Retype each of the rows below word for word, with every line kept the same.
########################################
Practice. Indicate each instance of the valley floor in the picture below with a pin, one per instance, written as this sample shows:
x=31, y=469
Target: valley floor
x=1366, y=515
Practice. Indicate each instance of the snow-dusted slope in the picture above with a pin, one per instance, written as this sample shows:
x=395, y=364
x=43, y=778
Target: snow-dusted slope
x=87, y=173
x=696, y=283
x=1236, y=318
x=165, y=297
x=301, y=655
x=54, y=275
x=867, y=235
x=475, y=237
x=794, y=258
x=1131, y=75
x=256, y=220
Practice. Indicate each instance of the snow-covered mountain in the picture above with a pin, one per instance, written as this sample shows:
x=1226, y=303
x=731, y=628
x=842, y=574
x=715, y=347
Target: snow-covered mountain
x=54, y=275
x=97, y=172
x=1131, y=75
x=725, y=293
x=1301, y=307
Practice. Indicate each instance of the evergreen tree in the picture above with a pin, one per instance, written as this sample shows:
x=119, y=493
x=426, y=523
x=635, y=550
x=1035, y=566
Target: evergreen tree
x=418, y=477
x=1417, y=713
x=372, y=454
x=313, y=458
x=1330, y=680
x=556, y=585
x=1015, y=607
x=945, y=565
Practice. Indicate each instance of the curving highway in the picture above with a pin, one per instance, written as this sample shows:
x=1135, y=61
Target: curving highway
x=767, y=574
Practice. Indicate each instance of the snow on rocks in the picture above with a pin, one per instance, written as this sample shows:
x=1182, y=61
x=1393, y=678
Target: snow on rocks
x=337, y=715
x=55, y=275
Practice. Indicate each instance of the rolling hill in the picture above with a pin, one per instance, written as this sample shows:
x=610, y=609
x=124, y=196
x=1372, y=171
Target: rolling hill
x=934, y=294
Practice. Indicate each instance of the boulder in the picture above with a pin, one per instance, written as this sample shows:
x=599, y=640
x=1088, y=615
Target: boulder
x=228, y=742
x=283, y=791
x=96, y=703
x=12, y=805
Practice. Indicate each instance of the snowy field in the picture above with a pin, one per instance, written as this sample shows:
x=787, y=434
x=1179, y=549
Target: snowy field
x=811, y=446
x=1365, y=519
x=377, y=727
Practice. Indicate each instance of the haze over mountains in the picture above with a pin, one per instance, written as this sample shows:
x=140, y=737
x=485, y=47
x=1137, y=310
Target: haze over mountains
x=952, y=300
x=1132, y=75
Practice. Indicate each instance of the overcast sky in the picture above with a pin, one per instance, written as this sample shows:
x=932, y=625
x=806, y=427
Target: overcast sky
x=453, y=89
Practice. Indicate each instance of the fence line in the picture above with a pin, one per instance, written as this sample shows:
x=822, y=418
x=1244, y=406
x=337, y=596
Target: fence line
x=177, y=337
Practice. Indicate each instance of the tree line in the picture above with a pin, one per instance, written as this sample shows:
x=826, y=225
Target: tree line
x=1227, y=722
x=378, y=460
########################################
→ **Completed exercise**
Practice. Indicate each instance of the valley floor in the picture below with a pin, one per instance, written as this sample shows:
x=31, y=469
Target: valley floor
x=1366, y=515
Practice. Indicate each instance of the snow-dusted slope in the picture above with a pin, one per instance, written as this sample shows:
x=395, y=364
x=43, y=778
Target: snow-dusted slope
x=87, y=173
x=696, y=283
x=1236, y=318
x=165, y=297
x=301, y=655
x=54, y=275
x=867, y=235
x=475, y=237
x=794, y=258
x=1131, y=75
x=256, y=220
Practice. Indicate each instance of the snow-covered mountain in the picture above with a pin, one per instance, written as this sample shows:
x=1226, y=303
x=731, y=628
x=842, y=574
x=715, y=347
Target: snow-covered mountain
x=54, y=275
x=97, y=172
x=1131, y=75
x=725, y=293
x=1301, y=307
Practice. Indicate each instance of the evergreen tree in the picture above with a pin, one per instance, written as this sample shows:
x=119, y=493
x=426, y=523
x=635, y=550
x=1035, y=566
Target: evergreen tree
x=418, y=477
x=1417, y=713
x=372, y=454
x=313, y=458
x=1330, y=680
x=556, y=585
x=1015, y=607
x=945, y=565
Practice. Indicate each instance of the curving highway in the picture above with a pin, one per instance, written as this sample shows:
x=1135, y=61
Target: curving highway
x=767, y=574
Practice. Indicate each instance of the snow on rocks in the picture above with a pin, one per instance, written as this sample shows:
x=1182, y=61
x=1393, y=678
Target: snow on rocks
x=337, y=715
x=55, y=275
Practice. Indicate each instance of the rolling hill in the picture above with a pin, one per instance, written as this sample shows:
x=610, y=609
x=124, y=196
x=1372, y=171
Target: rolling hill
x=934, y=294
Practice. Indicate each instance of the boulder in the picture above with a pin, one per instance, written as this sample shows:
x=599, y=640
x=1088, y=615
Target: boulder
x=228, y=742
x=283, y=791
x=96, y=703
x=12, y=805
Practice. Indicate each instance of the snowy field in the picture above with a pin, one per instance, written as this sample shows:
x=787, y=434
x=1179, y=549
Target: snowy field
x=811, y=446
x=1365, y=519
x=377, y=727
Practice. Indicate each instance of the haze over mountains in the picture above with a pin, one per instance, written as this sample shows:
x=140, y=737
x=485, y=47
x=1137, y=310
Target: haze over mountains
x=952, y=300
x=1132, y=75
Practice. Indicate each instance of the overcast sky in the picture above with a pin, one per instance, written as this sample shows:
x=932, y=625
x=806, y=427
Target: overcast sky
x=453, y=89
Practice. Indicate each instance of the fence line in the picture above with a pin, one per instance, written as this sample shows:
x=822, y=418
x=1244, y=406
x=337, y=596
Target: fence line
x=177, y=337
Practice. Indicate each instance of the tree line in the picture above with a pin, one per instance, written as this sample shows:
x=826, y=225
Target: tree line
x=1227, y=722
x=378, y=460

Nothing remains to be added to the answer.